Given instruction → Count the lines in the material below that contain the string "support", and reply with only that number.

Dataset entries →
○ ○ ○ ○

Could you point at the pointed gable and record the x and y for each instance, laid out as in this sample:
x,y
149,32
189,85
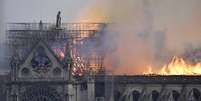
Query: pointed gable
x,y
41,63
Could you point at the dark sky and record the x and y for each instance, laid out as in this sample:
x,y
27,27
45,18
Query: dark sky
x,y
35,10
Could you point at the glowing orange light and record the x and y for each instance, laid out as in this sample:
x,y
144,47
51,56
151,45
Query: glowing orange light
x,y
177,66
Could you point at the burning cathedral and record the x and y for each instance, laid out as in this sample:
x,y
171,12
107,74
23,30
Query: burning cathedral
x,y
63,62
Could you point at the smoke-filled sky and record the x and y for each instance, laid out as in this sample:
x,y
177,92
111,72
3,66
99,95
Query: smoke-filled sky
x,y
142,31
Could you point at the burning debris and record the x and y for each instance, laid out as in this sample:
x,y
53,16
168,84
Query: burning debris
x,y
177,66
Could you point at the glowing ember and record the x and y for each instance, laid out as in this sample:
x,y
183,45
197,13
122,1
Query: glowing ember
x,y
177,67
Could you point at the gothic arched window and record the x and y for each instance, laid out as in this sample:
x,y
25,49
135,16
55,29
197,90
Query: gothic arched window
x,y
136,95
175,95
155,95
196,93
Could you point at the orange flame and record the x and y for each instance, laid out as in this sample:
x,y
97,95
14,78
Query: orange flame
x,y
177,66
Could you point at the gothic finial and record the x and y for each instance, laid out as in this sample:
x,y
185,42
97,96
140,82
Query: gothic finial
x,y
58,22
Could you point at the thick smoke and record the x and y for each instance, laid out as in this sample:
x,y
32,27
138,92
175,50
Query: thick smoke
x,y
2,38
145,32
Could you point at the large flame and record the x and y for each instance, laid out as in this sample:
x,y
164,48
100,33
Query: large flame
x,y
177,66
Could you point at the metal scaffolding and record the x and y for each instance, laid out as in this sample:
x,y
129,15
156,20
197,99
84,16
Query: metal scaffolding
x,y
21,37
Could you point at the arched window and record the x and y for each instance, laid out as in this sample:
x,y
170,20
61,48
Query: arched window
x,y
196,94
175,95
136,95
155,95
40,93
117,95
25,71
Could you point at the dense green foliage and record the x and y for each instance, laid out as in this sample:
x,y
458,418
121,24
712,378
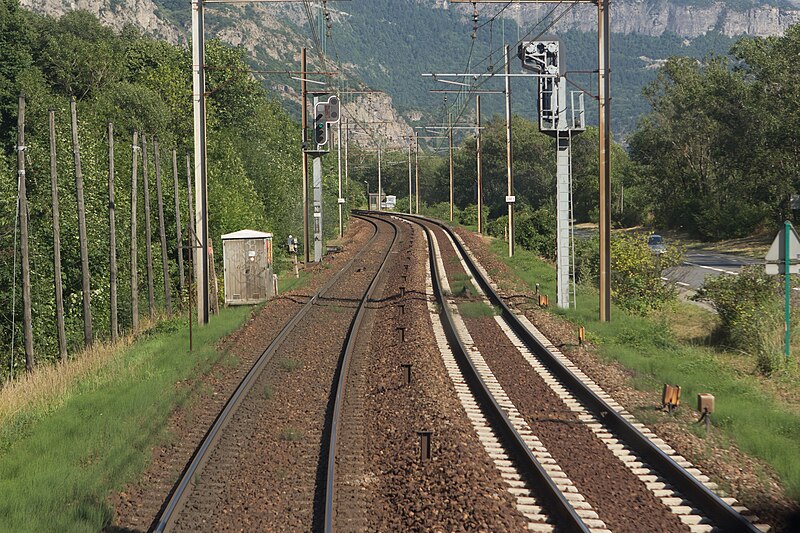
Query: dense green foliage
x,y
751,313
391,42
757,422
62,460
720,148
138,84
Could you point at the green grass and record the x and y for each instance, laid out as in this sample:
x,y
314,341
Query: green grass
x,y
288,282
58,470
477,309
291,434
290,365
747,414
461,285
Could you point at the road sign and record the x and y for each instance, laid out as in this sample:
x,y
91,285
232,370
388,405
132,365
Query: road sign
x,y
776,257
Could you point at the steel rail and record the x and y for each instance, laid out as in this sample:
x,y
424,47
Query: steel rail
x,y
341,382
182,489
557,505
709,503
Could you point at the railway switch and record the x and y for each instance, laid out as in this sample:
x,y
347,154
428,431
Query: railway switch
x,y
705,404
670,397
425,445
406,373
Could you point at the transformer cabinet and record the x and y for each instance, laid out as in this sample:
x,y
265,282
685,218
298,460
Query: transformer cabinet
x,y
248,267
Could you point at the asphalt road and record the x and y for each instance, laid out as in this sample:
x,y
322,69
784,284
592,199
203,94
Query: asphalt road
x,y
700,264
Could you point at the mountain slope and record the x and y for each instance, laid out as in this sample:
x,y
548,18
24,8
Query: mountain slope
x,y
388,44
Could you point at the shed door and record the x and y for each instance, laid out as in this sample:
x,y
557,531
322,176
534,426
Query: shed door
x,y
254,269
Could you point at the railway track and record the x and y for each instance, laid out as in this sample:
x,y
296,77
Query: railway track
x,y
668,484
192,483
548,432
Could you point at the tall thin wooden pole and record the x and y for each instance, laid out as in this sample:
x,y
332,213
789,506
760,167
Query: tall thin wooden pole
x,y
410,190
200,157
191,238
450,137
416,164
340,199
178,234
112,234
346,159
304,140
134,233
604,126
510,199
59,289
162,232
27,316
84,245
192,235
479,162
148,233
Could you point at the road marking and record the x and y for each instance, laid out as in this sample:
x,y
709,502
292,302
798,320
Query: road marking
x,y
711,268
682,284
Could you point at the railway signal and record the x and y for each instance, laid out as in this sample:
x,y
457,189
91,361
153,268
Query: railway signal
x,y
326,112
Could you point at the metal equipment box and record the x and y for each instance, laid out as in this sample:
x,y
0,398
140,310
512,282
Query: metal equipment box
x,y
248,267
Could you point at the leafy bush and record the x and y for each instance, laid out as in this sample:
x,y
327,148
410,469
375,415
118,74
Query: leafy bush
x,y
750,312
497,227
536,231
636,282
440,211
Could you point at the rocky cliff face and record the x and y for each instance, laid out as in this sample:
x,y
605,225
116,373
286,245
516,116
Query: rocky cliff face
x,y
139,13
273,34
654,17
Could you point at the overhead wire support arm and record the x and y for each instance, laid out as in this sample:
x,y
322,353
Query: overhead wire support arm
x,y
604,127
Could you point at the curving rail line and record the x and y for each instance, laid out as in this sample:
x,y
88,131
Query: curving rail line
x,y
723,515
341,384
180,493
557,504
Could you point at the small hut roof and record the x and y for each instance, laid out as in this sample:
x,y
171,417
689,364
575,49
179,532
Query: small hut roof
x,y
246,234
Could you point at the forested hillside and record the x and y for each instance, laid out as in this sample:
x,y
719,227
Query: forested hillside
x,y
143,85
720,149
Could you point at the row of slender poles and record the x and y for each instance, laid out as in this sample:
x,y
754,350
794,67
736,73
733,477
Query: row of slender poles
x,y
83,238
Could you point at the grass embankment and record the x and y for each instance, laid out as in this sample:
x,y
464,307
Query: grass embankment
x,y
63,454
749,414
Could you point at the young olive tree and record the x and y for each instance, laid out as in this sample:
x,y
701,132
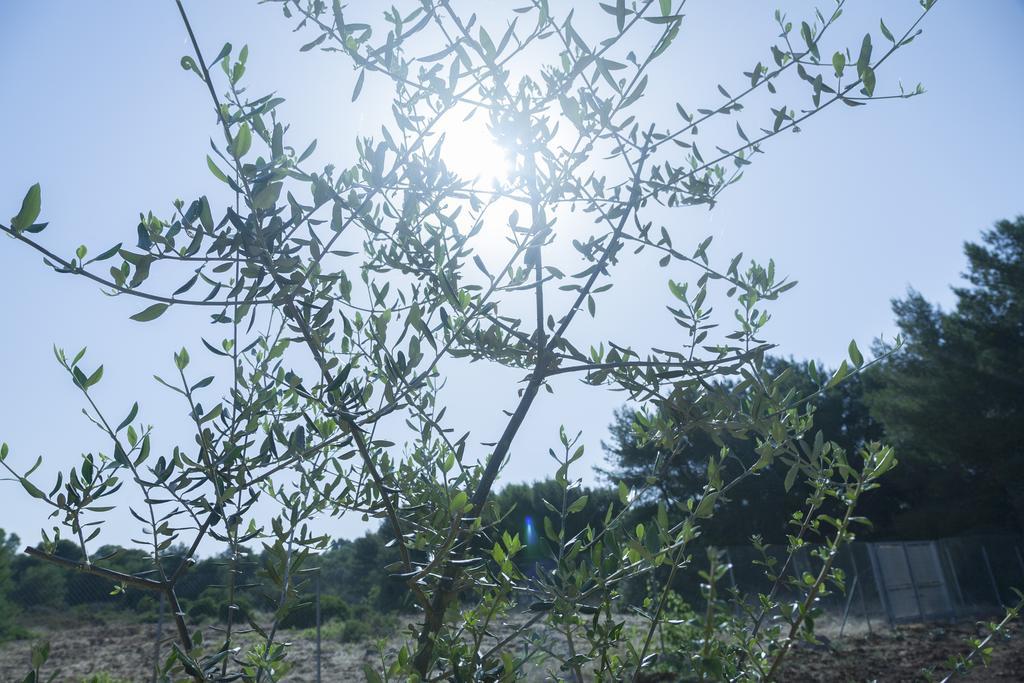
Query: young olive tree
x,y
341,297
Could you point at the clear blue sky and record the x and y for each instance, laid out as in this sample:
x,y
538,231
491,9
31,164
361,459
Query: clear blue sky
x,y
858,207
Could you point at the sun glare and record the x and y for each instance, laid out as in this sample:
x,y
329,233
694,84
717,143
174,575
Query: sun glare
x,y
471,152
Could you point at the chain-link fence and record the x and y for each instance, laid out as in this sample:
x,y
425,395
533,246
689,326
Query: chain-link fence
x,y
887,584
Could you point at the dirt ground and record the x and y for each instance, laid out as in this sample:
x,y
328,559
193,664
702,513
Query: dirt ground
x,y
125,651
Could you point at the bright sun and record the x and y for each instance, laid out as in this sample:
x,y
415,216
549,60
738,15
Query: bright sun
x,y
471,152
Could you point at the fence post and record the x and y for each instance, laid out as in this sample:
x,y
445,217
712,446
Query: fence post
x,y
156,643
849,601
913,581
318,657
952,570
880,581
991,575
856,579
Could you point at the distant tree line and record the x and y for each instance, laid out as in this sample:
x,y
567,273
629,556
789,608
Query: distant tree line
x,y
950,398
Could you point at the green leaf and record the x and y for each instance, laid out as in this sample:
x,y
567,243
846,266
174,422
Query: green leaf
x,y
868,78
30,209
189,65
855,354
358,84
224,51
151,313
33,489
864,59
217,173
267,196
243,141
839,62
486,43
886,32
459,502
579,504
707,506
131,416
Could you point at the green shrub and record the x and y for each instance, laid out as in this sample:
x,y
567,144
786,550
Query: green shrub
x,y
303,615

○ ○ ○ ○

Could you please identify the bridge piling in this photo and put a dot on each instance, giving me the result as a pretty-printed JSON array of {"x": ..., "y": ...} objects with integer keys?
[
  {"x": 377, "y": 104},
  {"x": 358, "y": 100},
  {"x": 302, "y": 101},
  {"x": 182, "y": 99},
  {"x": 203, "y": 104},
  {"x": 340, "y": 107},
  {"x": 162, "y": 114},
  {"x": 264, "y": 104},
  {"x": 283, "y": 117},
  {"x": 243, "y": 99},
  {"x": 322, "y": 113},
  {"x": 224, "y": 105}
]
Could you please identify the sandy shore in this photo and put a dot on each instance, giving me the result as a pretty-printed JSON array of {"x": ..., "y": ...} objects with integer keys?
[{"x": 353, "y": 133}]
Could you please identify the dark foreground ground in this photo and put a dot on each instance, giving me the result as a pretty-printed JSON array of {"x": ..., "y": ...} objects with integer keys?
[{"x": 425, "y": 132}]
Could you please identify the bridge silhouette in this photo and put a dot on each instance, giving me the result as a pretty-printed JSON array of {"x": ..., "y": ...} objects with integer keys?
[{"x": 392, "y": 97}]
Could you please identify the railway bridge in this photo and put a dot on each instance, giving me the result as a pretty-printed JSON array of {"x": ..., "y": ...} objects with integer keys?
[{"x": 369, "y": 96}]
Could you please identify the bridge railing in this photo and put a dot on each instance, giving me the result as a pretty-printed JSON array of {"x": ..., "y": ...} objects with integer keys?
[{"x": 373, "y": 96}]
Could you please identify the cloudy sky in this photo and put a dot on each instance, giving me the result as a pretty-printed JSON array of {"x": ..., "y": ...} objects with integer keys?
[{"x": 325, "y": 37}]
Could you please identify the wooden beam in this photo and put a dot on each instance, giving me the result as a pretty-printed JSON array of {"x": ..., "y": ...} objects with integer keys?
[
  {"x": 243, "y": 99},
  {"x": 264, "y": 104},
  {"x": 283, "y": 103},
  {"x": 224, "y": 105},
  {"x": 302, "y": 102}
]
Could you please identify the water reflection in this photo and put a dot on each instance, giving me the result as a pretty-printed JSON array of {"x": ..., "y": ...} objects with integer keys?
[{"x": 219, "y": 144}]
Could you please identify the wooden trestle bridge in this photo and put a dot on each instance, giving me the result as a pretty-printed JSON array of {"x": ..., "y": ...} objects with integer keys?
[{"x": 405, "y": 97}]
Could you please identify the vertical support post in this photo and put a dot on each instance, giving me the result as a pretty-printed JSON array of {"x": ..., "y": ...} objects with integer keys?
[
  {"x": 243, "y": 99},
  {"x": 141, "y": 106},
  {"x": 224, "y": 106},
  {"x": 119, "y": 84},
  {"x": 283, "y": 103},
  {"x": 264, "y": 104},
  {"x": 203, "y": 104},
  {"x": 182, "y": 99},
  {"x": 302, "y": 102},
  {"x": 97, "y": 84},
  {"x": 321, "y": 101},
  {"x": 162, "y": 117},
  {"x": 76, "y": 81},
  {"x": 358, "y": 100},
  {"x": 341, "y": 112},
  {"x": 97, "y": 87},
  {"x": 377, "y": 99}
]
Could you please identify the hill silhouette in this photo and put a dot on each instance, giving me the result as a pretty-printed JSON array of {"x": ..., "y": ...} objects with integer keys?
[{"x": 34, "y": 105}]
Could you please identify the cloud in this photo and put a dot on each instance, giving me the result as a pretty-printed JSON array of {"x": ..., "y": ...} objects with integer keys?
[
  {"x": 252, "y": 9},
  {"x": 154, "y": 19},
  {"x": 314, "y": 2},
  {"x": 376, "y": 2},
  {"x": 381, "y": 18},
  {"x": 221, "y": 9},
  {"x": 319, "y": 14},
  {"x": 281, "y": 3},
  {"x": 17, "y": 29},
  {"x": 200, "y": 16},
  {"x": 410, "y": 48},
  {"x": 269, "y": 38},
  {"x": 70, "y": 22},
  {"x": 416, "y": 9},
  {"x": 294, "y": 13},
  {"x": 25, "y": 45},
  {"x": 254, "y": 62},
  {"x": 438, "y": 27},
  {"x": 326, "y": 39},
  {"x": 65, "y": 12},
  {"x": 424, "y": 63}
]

○ ○ ○ ○

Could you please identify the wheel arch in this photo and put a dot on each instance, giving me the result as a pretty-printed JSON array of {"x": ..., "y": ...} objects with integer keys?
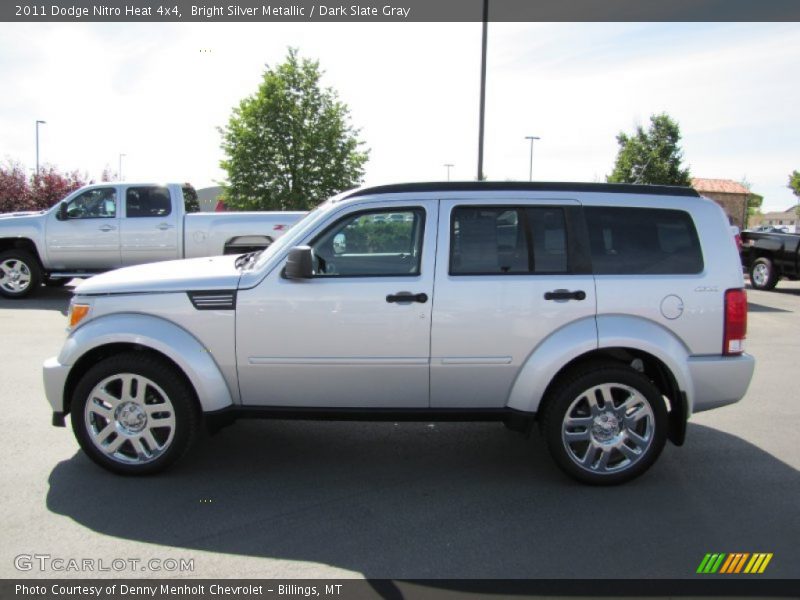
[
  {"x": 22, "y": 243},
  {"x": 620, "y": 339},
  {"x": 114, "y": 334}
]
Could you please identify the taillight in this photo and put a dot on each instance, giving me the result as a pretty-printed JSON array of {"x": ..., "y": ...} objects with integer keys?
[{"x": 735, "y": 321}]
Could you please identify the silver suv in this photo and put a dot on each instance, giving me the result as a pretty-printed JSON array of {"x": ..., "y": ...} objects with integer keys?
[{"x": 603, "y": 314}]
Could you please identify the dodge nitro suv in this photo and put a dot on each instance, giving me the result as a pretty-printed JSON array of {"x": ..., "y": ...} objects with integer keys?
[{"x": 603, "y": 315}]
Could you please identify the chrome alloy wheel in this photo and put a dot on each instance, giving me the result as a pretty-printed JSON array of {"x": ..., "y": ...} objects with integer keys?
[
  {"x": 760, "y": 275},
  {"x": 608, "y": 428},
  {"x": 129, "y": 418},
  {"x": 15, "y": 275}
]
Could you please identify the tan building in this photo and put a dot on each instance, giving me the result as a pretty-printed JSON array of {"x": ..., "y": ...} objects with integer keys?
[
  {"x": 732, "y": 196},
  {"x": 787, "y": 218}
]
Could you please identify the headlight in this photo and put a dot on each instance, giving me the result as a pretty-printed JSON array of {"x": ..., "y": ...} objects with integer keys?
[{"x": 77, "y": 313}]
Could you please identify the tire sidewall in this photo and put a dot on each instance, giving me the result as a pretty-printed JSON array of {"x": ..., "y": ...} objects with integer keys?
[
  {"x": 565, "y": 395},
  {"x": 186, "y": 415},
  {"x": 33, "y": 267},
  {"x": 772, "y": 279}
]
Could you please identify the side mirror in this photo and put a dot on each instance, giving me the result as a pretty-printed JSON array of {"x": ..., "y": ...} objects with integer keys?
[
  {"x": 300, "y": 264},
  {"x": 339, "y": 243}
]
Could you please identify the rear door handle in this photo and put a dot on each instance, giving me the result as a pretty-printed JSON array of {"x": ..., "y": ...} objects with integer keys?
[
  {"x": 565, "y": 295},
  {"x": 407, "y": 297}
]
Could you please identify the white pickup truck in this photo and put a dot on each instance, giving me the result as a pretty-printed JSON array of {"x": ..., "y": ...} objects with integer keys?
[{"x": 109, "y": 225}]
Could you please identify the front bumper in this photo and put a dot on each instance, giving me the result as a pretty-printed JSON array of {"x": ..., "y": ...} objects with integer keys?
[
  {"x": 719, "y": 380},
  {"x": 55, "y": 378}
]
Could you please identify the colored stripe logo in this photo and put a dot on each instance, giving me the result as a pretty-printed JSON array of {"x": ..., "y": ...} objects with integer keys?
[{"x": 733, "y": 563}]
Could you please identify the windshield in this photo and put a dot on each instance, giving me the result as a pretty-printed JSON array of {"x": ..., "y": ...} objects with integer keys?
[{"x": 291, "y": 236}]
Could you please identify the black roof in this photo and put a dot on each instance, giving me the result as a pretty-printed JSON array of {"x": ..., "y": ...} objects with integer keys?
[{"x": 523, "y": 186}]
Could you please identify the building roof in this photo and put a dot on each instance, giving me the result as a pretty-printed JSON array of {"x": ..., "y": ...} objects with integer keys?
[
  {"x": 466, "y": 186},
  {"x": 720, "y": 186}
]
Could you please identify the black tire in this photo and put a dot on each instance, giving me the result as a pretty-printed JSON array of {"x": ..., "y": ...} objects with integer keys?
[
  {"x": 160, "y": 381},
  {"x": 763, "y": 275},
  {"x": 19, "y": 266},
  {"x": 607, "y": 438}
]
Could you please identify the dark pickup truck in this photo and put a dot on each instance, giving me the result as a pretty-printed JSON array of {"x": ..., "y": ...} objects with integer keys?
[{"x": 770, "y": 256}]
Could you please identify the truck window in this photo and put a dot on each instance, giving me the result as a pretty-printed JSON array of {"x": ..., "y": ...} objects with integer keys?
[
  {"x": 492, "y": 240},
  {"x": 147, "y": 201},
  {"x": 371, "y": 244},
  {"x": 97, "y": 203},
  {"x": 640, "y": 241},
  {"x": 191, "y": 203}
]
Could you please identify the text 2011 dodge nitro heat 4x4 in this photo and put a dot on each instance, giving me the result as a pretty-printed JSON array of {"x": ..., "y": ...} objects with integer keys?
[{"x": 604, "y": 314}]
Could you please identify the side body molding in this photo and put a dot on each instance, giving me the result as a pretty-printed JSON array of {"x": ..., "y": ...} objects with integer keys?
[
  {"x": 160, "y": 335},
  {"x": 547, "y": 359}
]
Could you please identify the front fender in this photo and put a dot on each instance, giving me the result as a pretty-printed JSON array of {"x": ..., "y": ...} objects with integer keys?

○ ○ ○ ○

Expected answer → 3